**Try it:** Print out the entries, word for word.

----

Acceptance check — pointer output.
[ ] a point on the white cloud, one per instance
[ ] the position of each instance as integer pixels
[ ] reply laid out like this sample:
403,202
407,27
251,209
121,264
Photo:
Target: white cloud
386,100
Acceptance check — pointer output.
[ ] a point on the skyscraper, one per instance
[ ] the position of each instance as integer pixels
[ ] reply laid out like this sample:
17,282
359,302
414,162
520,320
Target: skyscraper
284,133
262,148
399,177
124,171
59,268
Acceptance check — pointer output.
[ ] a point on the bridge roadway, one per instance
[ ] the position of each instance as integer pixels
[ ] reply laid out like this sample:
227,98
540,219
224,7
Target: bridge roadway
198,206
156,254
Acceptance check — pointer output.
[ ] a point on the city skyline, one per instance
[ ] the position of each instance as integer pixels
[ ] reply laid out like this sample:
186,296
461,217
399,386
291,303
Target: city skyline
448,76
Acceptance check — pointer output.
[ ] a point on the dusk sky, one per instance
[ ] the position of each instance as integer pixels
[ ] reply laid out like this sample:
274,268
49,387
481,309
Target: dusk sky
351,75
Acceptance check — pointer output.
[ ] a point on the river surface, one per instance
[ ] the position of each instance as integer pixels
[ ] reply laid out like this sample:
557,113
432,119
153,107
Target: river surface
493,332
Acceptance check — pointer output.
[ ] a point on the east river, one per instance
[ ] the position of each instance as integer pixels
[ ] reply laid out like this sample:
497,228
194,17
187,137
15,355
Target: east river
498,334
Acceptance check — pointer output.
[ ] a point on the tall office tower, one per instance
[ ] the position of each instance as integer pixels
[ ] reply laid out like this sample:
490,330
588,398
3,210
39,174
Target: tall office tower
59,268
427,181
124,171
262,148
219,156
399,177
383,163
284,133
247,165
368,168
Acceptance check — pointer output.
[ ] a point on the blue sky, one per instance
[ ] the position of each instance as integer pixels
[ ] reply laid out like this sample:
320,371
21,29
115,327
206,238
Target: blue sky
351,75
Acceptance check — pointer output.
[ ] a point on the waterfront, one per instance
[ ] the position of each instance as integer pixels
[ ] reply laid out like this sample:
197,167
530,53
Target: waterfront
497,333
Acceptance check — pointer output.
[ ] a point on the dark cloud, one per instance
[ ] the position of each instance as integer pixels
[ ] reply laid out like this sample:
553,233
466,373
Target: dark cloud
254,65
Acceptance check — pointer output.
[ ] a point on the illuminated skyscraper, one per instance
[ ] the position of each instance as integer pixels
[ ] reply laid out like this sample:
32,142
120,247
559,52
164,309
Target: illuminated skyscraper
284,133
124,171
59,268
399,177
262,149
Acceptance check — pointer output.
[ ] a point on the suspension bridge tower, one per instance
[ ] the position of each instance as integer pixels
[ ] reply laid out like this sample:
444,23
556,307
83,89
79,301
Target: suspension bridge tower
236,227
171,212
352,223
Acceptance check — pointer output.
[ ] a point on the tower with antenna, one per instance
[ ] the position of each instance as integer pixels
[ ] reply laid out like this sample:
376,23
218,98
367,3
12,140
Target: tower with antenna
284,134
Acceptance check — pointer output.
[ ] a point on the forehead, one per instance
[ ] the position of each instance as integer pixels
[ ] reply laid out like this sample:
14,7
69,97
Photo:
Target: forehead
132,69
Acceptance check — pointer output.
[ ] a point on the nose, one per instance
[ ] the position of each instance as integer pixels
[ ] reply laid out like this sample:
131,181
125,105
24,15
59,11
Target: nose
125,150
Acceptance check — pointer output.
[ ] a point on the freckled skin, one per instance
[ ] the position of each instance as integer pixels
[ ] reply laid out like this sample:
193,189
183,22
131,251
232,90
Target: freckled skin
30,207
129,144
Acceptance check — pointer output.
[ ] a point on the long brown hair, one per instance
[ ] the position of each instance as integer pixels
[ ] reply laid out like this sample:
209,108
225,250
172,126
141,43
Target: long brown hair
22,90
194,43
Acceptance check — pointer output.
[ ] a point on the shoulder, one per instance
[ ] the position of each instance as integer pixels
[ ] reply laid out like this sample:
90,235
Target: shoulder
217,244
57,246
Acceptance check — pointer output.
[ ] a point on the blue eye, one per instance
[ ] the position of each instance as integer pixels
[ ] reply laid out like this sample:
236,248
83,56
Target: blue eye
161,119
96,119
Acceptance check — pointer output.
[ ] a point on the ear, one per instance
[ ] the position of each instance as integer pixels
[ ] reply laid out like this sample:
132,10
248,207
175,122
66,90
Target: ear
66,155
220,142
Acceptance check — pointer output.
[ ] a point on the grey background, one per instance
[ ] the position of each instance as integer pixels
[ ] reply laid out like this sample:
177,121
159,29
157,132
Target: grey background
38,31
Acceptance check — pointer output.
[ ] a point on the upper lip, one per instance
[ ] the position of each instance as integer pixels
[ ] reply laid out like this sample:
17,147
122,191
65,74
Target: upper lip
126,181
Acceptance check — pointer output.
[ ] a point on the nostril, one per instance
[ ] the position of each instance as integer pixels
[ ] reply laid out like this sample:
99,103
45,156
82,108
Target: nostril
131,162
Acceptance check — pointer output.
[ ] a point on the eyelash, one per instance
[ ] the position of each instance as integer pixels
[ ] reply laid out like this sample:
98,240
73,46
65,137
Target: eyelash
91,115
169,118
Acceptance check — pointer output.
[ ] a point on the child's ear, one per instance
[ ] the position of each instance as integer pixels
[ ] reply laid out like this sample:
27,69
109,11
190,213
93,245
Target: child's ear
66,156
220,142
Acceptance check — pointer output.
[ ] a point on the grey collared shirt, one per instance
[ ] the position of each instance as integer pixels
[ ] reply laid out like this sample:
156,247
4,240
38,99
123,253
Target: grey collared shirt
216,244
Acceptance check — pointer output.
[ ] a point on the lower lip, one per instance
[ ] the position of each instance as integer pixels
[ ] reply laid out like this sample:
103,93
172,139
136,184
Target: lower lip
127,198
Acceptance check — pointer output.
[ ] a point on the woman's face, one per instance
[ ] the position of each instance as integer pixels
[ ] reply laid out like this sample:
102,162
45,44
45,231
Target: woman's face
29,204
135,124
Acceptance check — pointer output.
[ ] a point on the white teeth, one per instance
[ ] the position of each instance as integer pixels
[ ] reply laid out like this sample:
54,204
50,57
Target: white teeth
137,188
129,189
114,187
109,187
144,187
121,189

----

**Solution to this task:**
Acceptance check — pointer output.
[ ] a point on the white cloud, one per instance
[ ] the position of each instance as integer pixels
[ ] reply laid out like this sample:
403,202
407,27
251,209
121,264
Photo:
Target: white cloud
386,100
Acceptance check — pointer output.
[ ] a point on the skyscraper, one per instance
[ ] the position of each instance as integer pixels
[ ] reply laid out like this sample:
17,282
359,302
414,162
520,320
Target: skyscraper
284,133
262,148
399,177
124,171
59,268
Acceptance check — pointer output.
[ ] a point on the bridge roadway, one per instance
[ ] the position of each instance as integer pixels
[ ] reply laid out like this sample:
227,98
540,219
224,7
Target: bridge roadway
198,206
156,254
Acceptance check — pointer output.
[ ] a point on the city skyline, one per instance
[ ] the position of each instance as integer pixels
[ ] reply laid out like this sample:
186,296
461,217
399,386
291,303
Target: city skyline
448,76
Acceptance check — pointer output.
[ ] a point on the dusk sky, one per instance
[ ] the position of each instance as integer pixels
[ ] reply laid out like this sample:
274,268
49,387
481,309
Target: dusk sky
351,75
Acceptance check — pointer output.
[ ] a point on the river surface, one per instance
[ ] the position of each instance as integer pixels
[ ] reply laid out like this sample:
557,113
432,119
153,107
Target: river surface
493,332
Acceptance check — pointer output.
[ ] a point on the east river, one per instance
[ ] the position of each instance as integer pixels
[ ] reply laid out like this sample:
497,228
194,17
187,137
15,355
Target: east river
498,334
Acceptance check — pointer output.
[ ] a point on the tall office tower, one per instance
[ ] the position of each instance as integer pixels
[ ] reply laid out like this sample:
490,330
588,398
3,210
39,174
Target: tall office tower
59,268
427,181
124,171
262,148
219,156
399,177
383,163
284,133
247,165
368,168
Acceptance check — pointer output.
[ ] a point on the blue sky, one per instance
[ ] the position of each instance as integer pixels
[ ] reply laid out like this sample:
320,371
21,29
115,327
206,238
Target: blue sky
351,75
Acceptance check — pointer output.
[ ] a point on the waterfront, one per instance
[ ] the position of each instance as integer pixels
[ ] reply laid out like this sample:
197,167
530,53
Target: waterfront
497,333
Acceptance check — pointer output.
[ ] a point on the dark cloud, one per instance
[ ] the position of each instance as integer pixels
[ ] reply laid out like this sample:
553,233
466,373
Target: dark cloud
254,65
Acceptance check — pointer output.
[ ] a point on the illuminated skyscraper, one per instance
[ ] the position of each instance as integer pixels
[ ] reply laid out like this sample:
32,142
120,247
559,52
164,309
Target: illuminated skyscraper
284,133
124,171
59,268
399,177
262,149
Acceptance check — pointer output.
[ ] a point on the suspension bridge tower, one per instance
[ ] the position of each instance as integer pixels
[ ] reply laid out like this sample:
444,23
556,307
83,89
79,301
Target: suspension bridge tower
236,227
171,212
352,223
Acceptance check — pointer output.
[ ] a point on the tower with antenna, one per instance
[ ] the position of each instance as integer pixels
[ ] reply laid out like this sample:
376,23
218,98
367,3
12,140
Target: tower with antenna
284,134
Acceptance check — pointer output.
[ ] a point on the forehead, one per instance
[ ] the position of each instance as integer pixels
[ ] reply laid out like this sample:
14,7
69,97
Photo:
Target: forehead
132,69
Acceptance check — pointer output.
[ ] a point on the nose, one per instance
[ ] the position of each instance as integer pixels
[ ] reply laid out like this sample:
131,181
125,105
24,15
59,11
Target: nose
125,150
Acceptance check — pointer output.
[ ] a point on the freckled skin, one per instance
[ ] the position of each instance as integer pixels
[ ] reply laid out like this sample:
193,189
183,22
131,251
232,90
Target: freckled skin
30,207
129,144
Acceptance check — pointer output.
[ ] a point on the long brown hair, one per instance
[ ] the position of each instance as integer pixels
[ ] reply laid out like this sample:
209,108
225,250
172,126
141,43
Target: long brown hair
22,90
194,43
Acceptance check — pointer output.
[ ] a point on the shoulder, one per instance
[ ] the position of each instance as integer pixels
[ ] reply laid out like this sample:
90,235
Target: shoulder
217,244
57,246
Acceptance check — pointer output.
[ ] a point on the blue eye, one per instance
[ ] the position of each instance as integer pixels
[ ] reply laid out like this sample:
236,248
83,56
Target: blue eye
161,119
96,119
Acceptance check — pointer output.
[ ] a point on the ear, one per instance
[ ] the position of each instance as integer pixels
[ ] reply laid out like this sample:
132,10
248,207
175,122
66,90
Target: ear
66,155
220,142
Acceptance check — pointer output.
[ ] a point on the grey background, one per instance
[ ] the position of each instance as integer pixels
[ ] reply laid out like this sample:
177,121
159,29
157,132
Target: grey background
38,31
Acceptance check — pointer output.
[ ] a point on the upper lip, one per instance
[ ] the position of each instance as integer pixels
[ ] reply laid out like this sample:
17,147
122,191
65,74
Target: upper lip
126,181
Acceptance check — pointer output.
[ ] a point on the nostril, one per instance
[ ] the position of each instance as integer pixels
[ ] reply laid out like this sample:
99,103
45,156
82,108
Target: nostril
131,162
Acceptance check — pointer output.
[ ] a point on the eyelash, one per instance
[ ] the position of each instance as integer pixels
[ ] reply laid out like this sample:
98,240
73,46
65,137
Target: eyelash
91,115
169,118
Acceptance check — pointer output.
[ ] a point on the child's ear, one per instance
[ ] the position of each instance as integer pixels
[ ] reply laid out like this sample:
27,69
109,11
190,213
93,245
Target: child's ear
66,156
220,142
Acceptance check — pointer output.
[ ] a point on the grey collared shirt, one per instance
[ ] the position of each instance as integer pixels
[ ] reply laid out like this sample:
156,247
4,240
38,99
123,253
Target: grey collared shirt
216,244
Acceptance check — pointer output.
[ ] a point on the lower lip, one per instance
[ ] the position of each instance as integer pixels
[ ] reply laid out like this sample:
103,93
172,139
136,184
Target: lower lip
127,198
Acceptance check — pointer output.
[ ] a point on the woman's face, one per instance
[ ] the position of each instance as integer pixels
[ ] reply laid out like this sample:
102,162
45,44
45,231
Target: woman's face
29,204
135,124
Acceptance check — pointer output.
[ ] a point on the white teeth, one per instance
[ ] the position of each instance as integer pixels
[ ] reply laid out like this sample:
54,204
50,57
Target: white teeth
137,188
129,189
114,187
109,187
144,187
121,189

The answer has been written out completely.